§ What is being asked: From the line that holds "For the audit set, annotate each instance of the distant" to the last line of the data, copy everything exactly; leave out all the rest.

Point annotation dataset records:
··········

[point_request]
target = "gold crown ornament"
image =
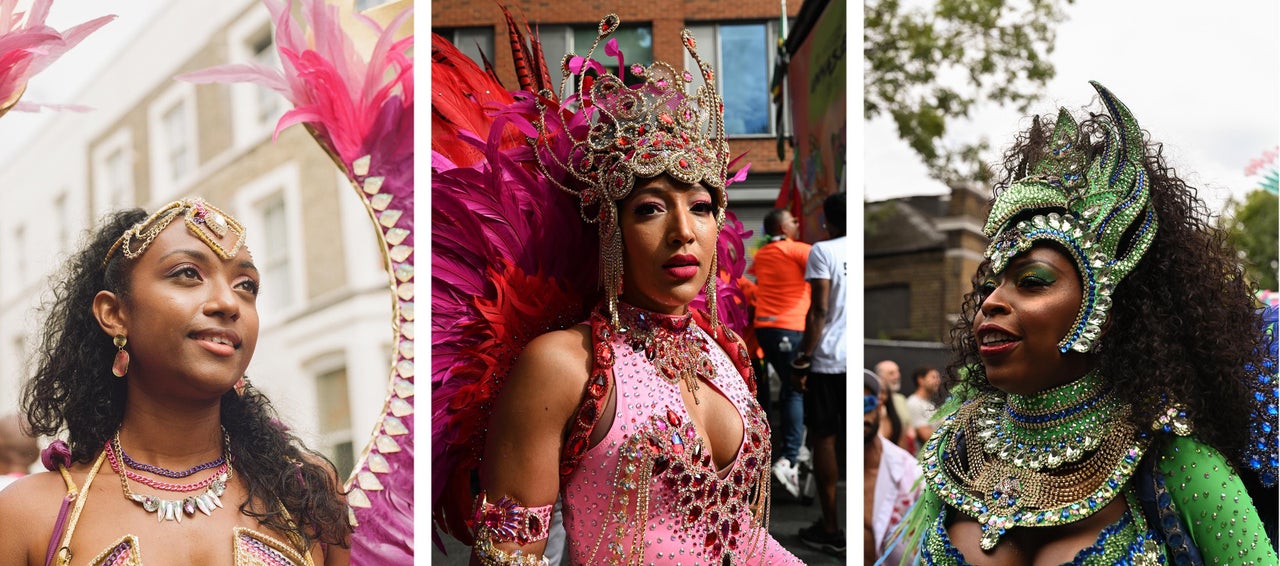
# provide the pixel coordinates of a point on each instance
(204, 220)
(599, 140)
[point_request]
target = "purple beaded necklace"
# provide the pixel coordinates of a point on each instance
(164, 471)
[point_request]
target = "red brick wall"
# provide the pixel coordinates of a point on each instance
(667, 18)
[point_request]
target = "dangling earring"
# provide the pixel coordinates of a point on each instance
(120, 366)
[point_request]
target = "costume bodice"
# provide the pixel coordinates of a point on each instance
(649, 493)
(1183, 497)
(248, 547)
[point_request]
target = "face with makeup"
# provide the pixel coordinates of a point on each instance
(1025, 310)
(190, 316)
(668, 236)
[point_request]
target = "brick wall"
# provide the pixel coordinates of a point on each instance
(667, 17)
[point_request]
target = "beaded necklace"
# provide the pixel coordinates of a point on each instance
(1041, 460)
(136, 465)
(670, 343)
(173, 510)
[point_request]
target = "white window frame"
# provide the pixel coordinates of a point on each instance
(104, 191)
(164, 185)
(247, 127)
(283, 181)
(708, 33)
(315, 368)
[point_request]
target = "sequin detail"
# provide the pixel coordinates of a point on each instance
(254, 548)
(649, 491)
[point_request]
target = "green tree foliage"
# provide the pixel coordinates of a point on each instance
(926, 67)
(1252, 227)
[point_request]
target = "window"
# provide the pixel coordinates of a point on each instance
(172, 140)
(269, 105)
(270, 209)
(178, 153)
(334, 404)
(63, 219)
(887, 310)
(635, 42)
(113, 173)
(273, 259)
(743, 55)
(471, 41)
(119, 178)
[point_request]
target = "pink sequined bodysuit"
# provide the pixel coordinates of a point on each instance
(648, 492)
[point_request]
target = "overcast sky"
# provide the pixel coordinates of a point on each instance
(1202, 77)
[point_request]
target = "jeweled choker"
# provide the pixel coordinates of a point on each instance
(1048, 429)
(1045, 460)
(668, 342)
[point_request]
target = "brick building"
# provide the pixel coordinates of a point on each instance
(737, 39)
(920, 255)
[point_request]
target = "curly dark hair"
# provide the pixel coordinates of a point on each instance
(71, 389)
(1185, 311)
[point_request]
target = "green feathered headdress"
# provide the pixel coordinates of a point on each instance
(1086, 209)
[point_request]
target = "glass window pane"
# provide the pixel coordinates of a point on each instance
(745, 78)
(334, 401)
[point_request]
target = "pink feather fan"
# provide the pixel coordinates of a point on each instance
(27, 46)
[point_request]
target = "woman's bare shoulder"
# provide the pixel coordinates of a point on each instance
(552, 370)
(28, 509)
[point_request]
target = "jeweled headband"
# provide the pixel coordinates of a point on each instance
(607, 135)
(1086, 210)
(204, 220)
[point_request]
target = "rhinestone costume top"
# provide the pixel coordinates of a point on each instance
(648, 492)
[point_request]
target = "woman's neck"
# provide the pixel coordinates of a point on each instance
(647, 306)
(170, 436)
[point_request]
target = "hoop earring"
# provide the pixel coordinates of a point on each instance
(120, 366)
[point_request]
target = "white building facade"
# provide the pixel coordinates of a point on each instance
(325, 343)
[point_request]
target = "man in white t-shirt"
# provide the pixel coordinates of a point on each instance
(822, 366)
(919, 405)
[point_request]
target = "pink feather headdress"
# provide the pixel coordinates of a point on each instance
(27, 46)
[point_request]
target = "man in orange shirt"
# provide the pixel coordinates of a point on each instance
(781, 302)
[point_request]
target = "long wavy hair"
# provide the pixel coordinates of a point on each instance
(1184, 323)
(72, 389)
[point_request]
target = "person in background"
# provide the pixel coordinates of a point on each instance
(18, 450)
(920, 406)
(888, 475)
(903, 434)
(823, 368)
(781, 304)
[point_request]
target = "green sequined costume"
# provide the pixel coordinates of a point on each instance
(1009, 460)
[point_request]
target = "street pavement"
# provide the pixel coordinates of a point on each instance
(787, 517)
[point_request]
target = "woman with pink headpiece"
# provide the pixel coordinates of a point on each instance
(641, 418)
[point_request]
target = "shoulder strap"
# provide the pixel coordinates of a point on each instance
(1157, 507)
(588, 414)
(60, 541)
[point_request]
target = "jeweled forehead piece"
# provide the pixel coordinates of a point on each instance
(598, 141)
(1086, 209)
(204, 220)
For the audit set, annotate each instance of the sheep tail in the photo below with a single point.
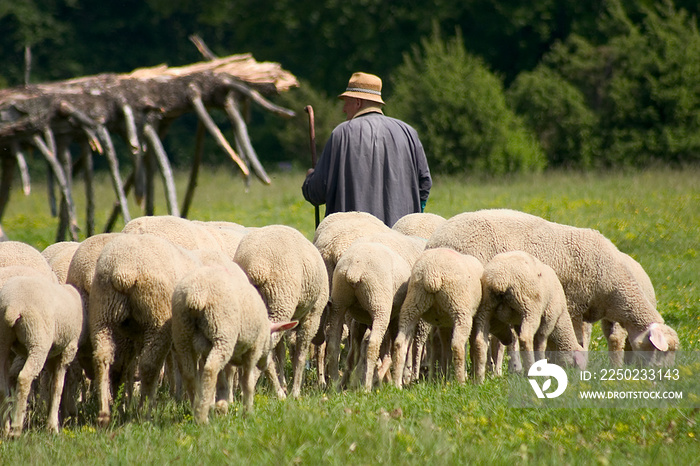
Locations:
(197, 296)
(353, 274)
(432, 281)
(11, 316)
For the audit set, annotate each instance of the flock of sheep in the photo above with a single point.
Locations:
(207, 304)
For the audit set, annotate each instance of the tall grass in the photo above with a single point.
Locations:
(653, 216)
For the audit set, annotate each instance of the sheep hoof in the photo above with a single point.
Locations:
(103, 419)
(222, 407)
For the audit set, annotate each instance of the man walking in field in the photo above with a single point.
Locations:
(371, 163)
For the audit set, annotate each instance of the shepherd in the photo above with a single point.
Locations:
(371, 163)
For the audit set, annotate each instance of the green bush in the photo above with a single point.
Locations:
(642, 83)
(556, 111)
(458, 108)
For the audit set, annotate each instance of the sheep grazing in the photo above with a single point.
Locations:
(290, 275)
(59, 255)
(596, 280)
(444, 290)
(521, 292)
(18, 253)
(41, 321)
(369, 282)
(219, 317)
(339, 230)
(178, 230)
(618, 344)
(421, 224)
(130, 308)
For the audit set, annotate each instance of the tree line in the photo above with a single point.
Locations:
(490, 85)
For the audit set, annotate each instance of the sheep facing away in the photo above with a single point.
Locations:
(290, 275)
(521, 292)
(18, 253)
(369, 283)
(421, 224)
(59, 255)
(597, 283)
(444, 290)
(130, 308)
(219, 317)
(41, 321)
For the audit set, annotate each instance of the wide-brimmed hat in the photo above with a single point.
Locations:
(364, 86)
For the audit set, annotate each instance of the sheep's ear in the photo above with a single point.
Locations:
(282, 326)
(657, 337)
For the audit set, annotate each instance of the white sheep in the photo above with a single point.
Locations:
(18, 253)
(596, 280)
(521, 292)
(219, 317)
(618, 343)
(130, 303)
(339, 230)
(444, 290)
(42, 321)
(181, 231)
(421, 224)
(81, 272)
(59, 255)
(290, 275)
(369, 283)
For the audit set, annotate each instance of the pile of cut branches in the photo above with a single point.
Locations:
(139, 107)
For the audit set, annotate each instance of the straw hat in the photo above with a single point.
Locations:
(364, 86)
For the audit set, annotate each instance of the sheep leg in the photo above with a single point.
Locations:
(616, 336)
(460, 334)
(321, 364)
(280, 355)
(445, 349)
(384, 368)
(74, 376)
(540, 345)
(271, 373)
(420, 336)
(305, 334)
(335, 333)
(57, 369)
(157, 343)
(249, 377)
(354, 360)
(479, 346)
(103, 356)
(187, 361)
(380, 323)
(5, 362)
(527, 350)
(217, 357)
(407, 326)
(32, 367)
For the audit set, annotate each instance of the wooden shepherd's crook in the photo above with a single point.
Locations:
(312, 136)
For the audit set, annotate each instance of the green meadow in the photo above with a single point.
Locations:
(652, 215)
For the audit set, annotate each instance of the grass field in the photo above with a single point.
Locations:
(654, 216)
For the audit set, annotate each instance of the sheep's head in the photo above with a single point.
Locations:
(657, 345)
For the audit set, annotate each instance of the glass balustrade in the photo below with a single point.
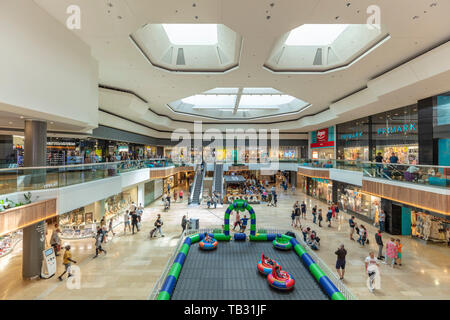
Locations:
(38, 178)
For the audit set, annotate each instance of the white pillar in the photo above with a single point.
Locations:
(141, 194)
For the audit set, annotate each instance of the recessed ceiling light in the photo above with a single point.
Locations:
(191, 34)
(315, 34)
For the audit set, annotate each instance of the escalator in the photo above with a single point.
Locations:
(197, 187)
(217, 186)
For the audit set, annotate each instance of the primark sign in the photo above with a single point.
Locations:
(397, 129)
(349, 136)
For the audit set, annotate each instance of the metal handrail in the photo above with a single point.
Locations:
(326, 270)
(83, 164)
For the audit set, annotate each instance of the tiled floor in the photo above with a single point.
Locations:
(134, 262)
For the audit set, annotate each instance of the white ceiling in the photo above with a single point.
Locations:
(106, 30)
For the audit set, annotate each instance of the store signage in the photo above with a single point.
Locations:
(322, 135)
(60, 143)
(397, 129)
(349, 136)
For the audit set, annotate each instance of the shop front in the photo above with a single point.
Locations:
(430, 226)
(321, 189)
(353, 200)
(352, 141)
(396, 132)
(82, 222)
(322, 144)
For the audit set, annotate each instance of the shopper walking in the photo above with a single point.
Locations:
(303, 207)
(181, 195)
(336, 211)
(55, 240)
(158, 227)
(140, 212)
(391, 252)
(67, 260)
(362, 235)
(340, 262)
(373, 272)
(126, 221)
(381, 219)
(319, 217)
(399, 252)
(329, 216)
(314, 213)
(110, 227)
(184, 223)
(379, 241)
(237, 222)
(352, 225)
(99, 239)
(134, 221)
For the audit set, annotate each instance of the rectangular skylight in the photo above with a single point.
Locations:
(191, 34)
(315, 34)
(249, 101)
(201, 100)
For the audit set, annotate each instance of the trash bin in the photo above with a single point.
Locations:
(194, 223)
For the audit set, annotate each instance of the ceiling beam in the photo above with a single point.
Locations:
(238, 100)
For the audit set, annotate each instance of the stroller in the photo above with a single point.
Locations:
(166, 205)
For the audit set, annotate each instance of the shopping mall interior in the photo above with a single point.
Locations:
(224, 150)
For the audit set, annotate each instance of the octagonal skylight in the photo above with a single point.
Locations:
(189, 47)
(315, 34)
(239, 103)
(191, 34)
(321, 48)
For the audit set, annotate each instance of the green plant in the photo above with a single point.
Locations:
(27, 197)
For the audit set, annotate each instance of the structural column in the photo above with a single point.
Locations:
(34, 236)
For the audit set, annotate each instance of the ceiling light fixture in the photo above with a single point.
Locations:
(315, 34)
(191, 34)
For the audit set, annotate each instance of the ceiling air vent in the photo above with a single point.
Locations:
(318, 57)
(180, 57)
(332, 57)
(167, 58)
(222, 56)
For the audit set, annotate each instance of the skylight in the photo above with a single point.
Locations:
(315, 34)
(212, 100)
(239, 103)
(268, 101)
(191, 34)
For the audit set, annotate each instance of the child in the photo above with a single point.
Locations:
(67, 259)
(320, 218)
(399, 251)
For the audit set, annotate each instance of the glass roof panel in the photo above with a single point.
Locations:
(249, 101)
(191, 34)
(315, 34)
(201, 100)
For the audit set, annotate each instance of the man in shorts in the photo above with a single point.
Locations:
(340, 262)
(67, 259)
(352, 225)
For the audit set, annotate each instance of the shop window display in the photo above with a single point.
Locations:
(352, 199)
(77, 224)
(428, 227)
(9, 241)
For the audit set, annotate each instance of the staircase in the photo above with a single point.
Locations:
(218, 180)
(197, 187)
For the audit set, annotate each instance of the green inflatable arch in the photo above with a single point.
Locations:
(240, 205)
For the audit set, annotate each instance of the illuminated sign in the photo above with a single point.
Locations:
(397, 129)
(353, 135)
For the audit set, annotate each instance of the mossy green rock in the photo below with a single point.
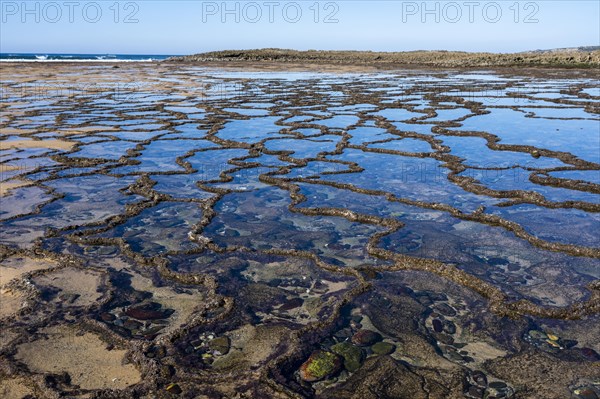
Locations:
(320, 365)
(352, 355)
(366, 337)
(383, 348)
(220, 344)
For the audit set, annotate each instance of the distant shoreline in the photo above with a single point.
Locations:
(578, 58)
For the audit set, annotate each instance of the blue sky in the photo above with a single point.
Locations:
(183, 27)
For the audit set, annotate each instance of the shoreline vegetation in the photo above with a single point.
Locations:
(581, 57)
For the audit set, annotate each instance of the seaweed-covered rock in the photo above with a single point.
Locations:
(366, 337)
(383, 348)
(352, 355)
(220, 345)
(320, 365)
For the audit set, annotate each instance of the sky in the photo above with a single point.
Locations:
(193, 26)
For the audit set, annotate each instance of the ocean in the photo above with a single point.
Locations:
(50, 57)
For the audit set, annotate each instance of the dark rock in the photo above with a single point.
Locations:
(292, 304)
(352, 355)
(366, 337)
(132, 324)
(383, 377)
(107, 317)
(497, 261)
(449, 327)
(479, 378)
(586, 393)
(498, 385)
(174, 389)
(220, 344)
(445, 309)
(383, 348)
(320, 365)
(148, 311)
(437, 325)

··········

§ Exercise result:
For the audit set, annotate each instance of the distant shoreline in the photo above with a single point.
Locations:
(578, 58)
For the audit set, annotate each instance of the blue sky in the photo above with a single point.
Locations:
(183, 27)
For the audit set, annotate each instance of the shoreline vegetation in the photo above with a single point.
Locations:
(581, 57)
For the audit set, annotate each instance of the seaweed-covered rock in the photo above with a single point.
Locations:
(366, 337)
(383, 348)
(352, 355)
(220, 345)
(320, 365)
For the audit set, annotate each instance of the sky in the photo above with a single point.
Locations:
(193, 26)
For the audit set, annotate each instance of the ocean in the photo above with a single point.
Locations:
(50, 57)
For the audit set, annotate each instance of the dark rock in the photo above with a single point.
Locations:
(292, 304)
(352, 355)
(366, 337)
(132, 324)
(383, 377)
(107, 317)
(497, 261)
(449, 327)
(479, 378)
(586, 393)
(498, 385)
(174, 389)
(220, 344)
(445, 309)
(383, 348)
(320, 365)
(148, 311)
(437, 325)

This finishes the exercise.